Records:
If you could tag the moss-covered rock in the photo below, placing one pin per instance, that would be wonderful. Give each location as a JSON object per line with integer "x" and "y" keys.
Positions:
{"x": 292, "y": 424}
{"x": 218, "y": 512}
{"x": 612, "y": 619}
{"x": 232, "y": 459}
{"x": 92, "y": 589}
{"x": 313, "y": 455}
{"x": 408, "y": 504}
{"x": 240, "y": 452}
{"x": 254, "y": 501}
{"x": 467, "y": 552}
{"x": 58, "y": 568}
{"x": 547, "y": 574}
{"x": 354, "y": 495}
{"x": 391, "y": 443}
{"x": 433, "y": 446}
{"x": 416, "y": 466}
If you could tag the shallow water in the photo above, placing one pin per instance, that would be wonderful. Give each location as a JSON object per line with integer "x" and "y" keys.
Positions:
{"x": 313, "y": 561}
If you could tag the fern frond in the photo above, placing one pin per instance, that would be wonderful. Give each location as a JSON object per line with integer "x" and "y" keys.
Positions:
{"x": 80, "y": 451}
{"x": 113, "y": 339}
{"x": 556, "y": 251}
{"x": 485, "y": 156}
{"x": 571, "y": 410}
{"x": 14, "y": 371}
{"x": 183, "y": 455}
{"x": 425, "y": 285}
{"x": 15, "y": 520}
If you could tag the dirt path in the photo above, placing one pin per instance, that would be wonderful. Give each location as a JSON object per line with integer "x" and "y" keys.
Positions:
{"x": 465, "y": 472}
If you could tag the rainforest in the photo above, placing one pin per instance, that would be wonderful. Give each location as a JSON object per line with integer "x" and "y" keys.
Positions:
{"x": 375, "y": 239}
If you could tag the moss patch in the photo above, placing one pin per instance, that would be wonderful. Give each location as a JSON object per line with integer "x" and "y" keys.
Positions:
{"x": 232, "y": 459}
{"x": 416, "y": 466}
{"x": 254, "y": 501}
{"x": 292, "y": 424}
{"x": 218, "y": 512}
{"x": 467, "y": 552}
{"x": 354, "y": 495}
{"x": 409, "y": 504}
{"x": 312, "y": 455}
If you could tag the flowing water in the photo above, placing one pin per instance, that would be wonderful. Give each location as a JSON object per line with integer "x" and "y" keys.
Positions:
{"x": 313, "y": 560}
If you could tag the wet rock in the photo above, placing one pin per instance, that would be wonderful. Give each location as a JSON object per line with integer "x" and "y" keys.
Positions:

Directions for this task: Please reproduce the listing exactly, keeping every line as it is.

Written reply:
If you could tag the moss-covered rock in the photo below, placing one pin per instance, that would be wonderful. Give each location as a JSON object per line with integer "x" and "y" keys.
Positions:
{"x": 292, "y": 424}
{"x": 218, "y": 512}
{"x": 612, "y": 619}
{"x": 232, "y": 459}
{"x": 92, "y": 589}
{"x": 313, "y": 455}
{"x": 408, "y": 504}
{"x": 240, "y": 452}
{"x": 254, "y": 501}
{"x": 467, "y": 552}
{"x": 58, "y": 568}
{"x": 547, "y": 574}
{"x": 354, "y": 495}
{"x": 391, "y": 443}
{"x": 433, "y": 446}
{"x": 416, "y": 466}
If you could tag the shallow water in the photo above, placing one pin per instance, that would be wonderful. Give each location as a JSON object per line with integer "x" and "y" keys.
Positions:
{"x": 313, "y": 561}
If you could tag the fern frond in the photo above, placing one pin per instance, that would be wonderful. Give each location as a JSON object per line with integer "x" and "y" keys.
Positions:
{"x": 80, "y": 451}
{"x": 113, "y": 339}
{"x": 556, "y": 251}
{"x": 485, "y": 156}
{"x": 571, "y": 410}
{"x": 14, "y": 371}
{"x": 183, "y": 455}
{"x": 425, "y": 285}
{"x": 15, "y": 520}
If you could tag the dirt path in the photo above, placing one pin per instance, that would be wonderful. Give each location as a JSON object per line with integer "x" and "y" keys.
Positions:
{"x": 465, "y": 472}
If you could tag the rainforest in the photo above, placing one pin per instance, that would be wonderful. Give each location as a JSON object per line with integer "x" and "y" keys.
Positions:
{"x": 375, "y": 239}
If you could tag the moss patch in the photo above, placing one pin per instance, that would be wonderful. Give each location as a JSON object per line with integer "x" and "y" keys.
Positions:
{"x": 232, "y": 459}
{"x": 416, "y": 466}
{"x": 254, "y": 501}
{"x": 292, "y": 424}
{"x": 218, "y": 512}
{"x": 467, "y": 552}
{"x": 354, "y": 495}
{"x": 409, "y": 504}
{"x": 312, "y": 455}
If you could tag the flowing water in the photo above, placing one pin per instance, that would be wonderful. Give each location as a JSON object per line with integer "x" and "y" keys.
Positions:
{"x": 313, "y": 560}
If you could tag the wet rock in the photo above, placing one pin per instance, that would be wonderful. Give each location as a JSON object per line with integer "x" and "y" keys.
Positions:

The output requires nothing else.